__SOURCE RECORDS__
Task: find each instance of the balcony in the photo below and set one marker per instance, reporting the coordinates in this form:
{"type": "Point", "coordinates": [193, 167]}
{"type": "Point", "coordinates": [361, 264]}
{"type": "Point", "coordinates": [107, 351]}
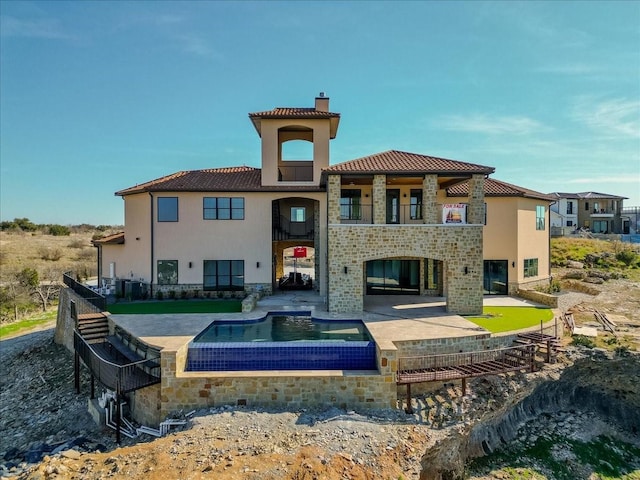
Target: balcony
{"type": "Point", "coordinates": [602, 213]}
{"type": "Point", "coordinates": [300, 172]}
{"type": "Point", "coordinates": [403, 214]}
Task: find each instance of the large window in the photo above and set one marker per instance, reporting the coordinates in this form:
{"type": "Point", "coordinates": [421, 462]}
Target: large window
{"type": "Point", "coordinates": [540, 221]}
{"type": "Point", "coordinates": [167, 209]}
{"type": "Point", "coordinates": [350, 205]}
{"type": "Point", "coordinates": [569, 208]}
{"type": "Point", "coordinates": [416, 205]}
{"type": "Point", "coordinates": [530, 267]}
{"type": "Point", "coordinates": [298, 214]}
{"type": "Point", "coordinates": [167, 272]}
{"type": "Point", "coordinates": [223, 208]}
{"type": "Point", "coordinates": [223, 275]}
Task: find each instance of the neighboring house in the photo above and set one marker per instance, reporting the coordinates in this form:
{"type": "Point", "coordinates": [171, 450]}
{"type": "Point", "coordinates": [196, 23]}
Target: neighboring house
{"type": "Point", "coordinates": [382, 224]}
{"type": "Point", "coordinates": [597, 212]}
{"type": "Point", "coordinates": [516, 236]}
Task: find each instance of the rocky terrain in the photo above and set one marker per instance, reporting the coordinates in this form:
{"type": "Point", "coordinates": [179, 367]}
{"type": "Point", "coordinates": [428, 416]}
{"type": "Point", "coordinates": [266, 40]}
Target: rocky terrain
{"type": "Point", "coordinates": [47, 432]}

__TASK TO CARRY OUT__
Restate the records above in full, word for word. Keep pictures out.

__FINISHED EXERCISE__
Task: find each instance of the balcony in the photo below and set one marker per instance, reporting the coordinates in this form:
{"type": "Point", "coordinates": [193, 167]}
{"type": "Point", "coordinates": [361, 264]}
{"type": "Point", "coordinates": [107, 351]}
Target: balcony
{"type": "Point", "coordinates": [602, 213]}
{"type": "Point", "coordinates": [300, 172]}
{"type": "Point", "coordinates": [403, 214]}
Task: find each instance of the large window in the photo above and set one marker per instance, reporting the coordinates in this form:
{"type": "Point", "coordinates": [421, 462]}
Target: large window
{"type": "Point", "coordinates": [540, 221]}
{"type": "Point", "coordinates": [167, 209]}
{"type": "Point", "coordinates": [350, 205]}
{"type": "Point", "coordinates": [569, 208]}
{"type": "Point", "coordinates": [416, 205]}
{"type": "Point", "coordinates": [530, 267]}
{"type": "Point", "coordinates": [298, 214]}
{"type": "Point", "coordinates": [167, 272]}
{"type": "Point", "coordinates": [223, 208]}
{"type": "Point", "coordinates": [223, 275]}
Task: find each instance of the neighboring house in the photo above and set one marker per instance, reporting the coordinates in this form:
{"type": "Point", "coordinates": [171, 450]}
{"type": "Point", "coordinates": [196, 23]}
Target: neighboring house
{"type": "Point", "coordinates": [382, 224]}
{"type": "Point", "coordinates": [597, 212]}
{"type": "Point", "coordinates": [516, 236]}
Task: find each instance of the rocky terrain in the photo above and set one marker per instance, reporting the coordinates in this form:
{"type": "Point", "coordinates": [179, 367]}
{"type": "Point", "coordinates": [428, 416]}
{"type": "Point", "coordinates": [266, 40]}
Target: rocky terrain
{"type": "Point", "coordinates": [47, 432]}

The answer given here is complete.